#### MATERIAL FOR THE TASK:

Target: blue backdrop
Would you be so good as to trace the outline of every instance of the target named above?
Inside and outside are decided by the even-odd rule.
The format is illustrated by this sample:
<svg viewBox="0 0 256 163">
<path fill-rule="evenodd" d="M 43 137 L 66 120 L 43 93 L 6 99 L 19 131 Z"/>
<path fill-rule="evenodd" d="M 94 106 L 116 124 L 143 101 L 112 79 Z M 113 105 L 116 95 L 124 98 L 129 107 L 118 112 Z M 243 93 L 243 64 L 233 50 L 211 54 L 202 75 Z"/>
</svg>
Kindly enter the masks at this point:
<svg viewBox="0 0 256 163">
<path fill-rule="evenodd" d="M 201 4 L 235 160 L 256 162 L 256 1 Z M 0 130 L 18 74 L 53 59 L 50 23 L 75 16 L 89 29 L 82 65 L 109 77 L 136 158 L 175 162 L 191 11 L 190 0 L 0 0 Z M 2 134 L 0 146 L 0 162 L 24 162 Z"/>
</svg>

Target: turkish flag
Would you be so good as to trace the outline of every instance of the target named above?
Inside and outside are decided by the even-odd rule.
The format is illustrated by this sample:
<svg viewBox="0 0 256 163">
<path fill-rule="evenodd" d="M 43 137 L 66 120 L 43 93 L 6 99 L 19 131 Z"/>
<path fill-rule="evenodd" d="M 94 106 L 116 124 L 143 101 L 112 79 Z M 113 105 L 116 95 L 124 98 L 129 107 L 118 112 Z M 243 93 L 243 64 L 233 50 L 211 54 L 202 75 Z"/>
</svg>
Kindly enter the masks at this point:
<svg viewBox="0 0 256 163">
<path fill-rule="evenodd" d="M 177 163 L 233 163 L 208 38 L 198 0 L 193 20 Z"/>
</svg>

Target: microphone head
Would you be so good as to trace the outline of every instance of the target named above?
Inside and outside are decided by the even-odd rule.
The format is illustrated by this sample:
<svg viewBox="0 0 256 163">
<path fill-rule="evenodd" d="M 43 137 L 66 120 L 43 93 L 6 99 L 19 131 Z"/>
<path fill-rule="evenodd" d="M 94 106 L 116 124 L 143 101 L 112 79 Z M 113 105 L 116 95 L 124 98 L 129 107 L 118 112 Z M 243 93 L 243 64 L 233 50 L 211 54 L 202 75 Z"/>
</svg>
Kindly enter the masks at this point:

#### TO DO:
Write out all of the data above again, line for line and without any changes.

#### FINAL ANSWER:
Target: blue backdrop
Would you be so good as to trace the outline of every instance of the target named above?
Inside and outside are decided by the even-odd rule.
The format is illustrated by this sample:
<svg viewBox="0 0 256 163">
<path fill-rule="evenodd" d="M 43 137 L 66 120 L 43 93 L 6 99 L 19 131 Z"/>
<path fill-rule="evenodd" d="M 94 106 L 116 124 L 143 101 L 112 79 Z M 113 105 L 116 95 L 124 98 L 129 107 L 118 112 Z M 243 93 L 243 64 L 233 50 L 211 54 L 202 75 Z"/>
</svg>
Kindly enter the masks at this point:
<svg viewBox="0 0 256 163">
<path fill-rule="evenodd" d="M 201 4 L 235 160 L 256 162 L 256 1 Z M 0 130 L 18 74 L 53 59 L 50 23 L 75 16 L 89 29 L 82 65 L 109 77 L 136 158 L 175 162 L 191 11 L 190 0 L 0 0 Z M 2 134 L 0 146 L 0 162 L 24 162 Z"/>
</svg>

Target: turkish flag
Would you be so good as to trace the outline of every instance of the target named above?
Inside and outside are decided by the even-odd rule.
The format is illustrated by this sample:
<svg viewBox="0 0 256 163">
<path fill-rule="evenodd" d="M 43 137 L 66 120 L 43 93 L 6 99 L 19 131 Z"/>
<path fill-rule="evenodd" d="M 94 106 L 116 124 L 143 101 L 112 79 Z M 113 105 L 116 95 L 124 98 L 129 107 L 118 112 Z M 243 93 L 243 64 L 233 50 L 211 54 L 202 75 Z"/>
</svg>
Kindly enter the masks at this point:
<svg viewBox="0 0 256 163">
<path fill-rule="evenodd" d="M 177 163 L 233 163 L 208 38 L 198 0 L 193 20 Z"/>
</svg>

Target: microphone head
Would you be so good as to trace the outline of every instance of the target named above?
Inside and outside are decided by the even-odd rule.
The format is illustrated by this sample:
<svg viewBox="0 0 256 163">
<path fill-rule="evenodd" d="M 43 137 L 66 120 L 43 93 L 6 99 L 19 131 Z"/>
<path fill-rule="evenodd" d="M 94 106 L 116 124 L 143 101 L 112 79 Z M 113 105 L 116 95 L 124 98 L 129 107 L 118 112 Z M 243 93 L 243 64 L 233 50 L 211 54 L 202 75 Z"/>
</svg>
Kindly enter the masks at this point:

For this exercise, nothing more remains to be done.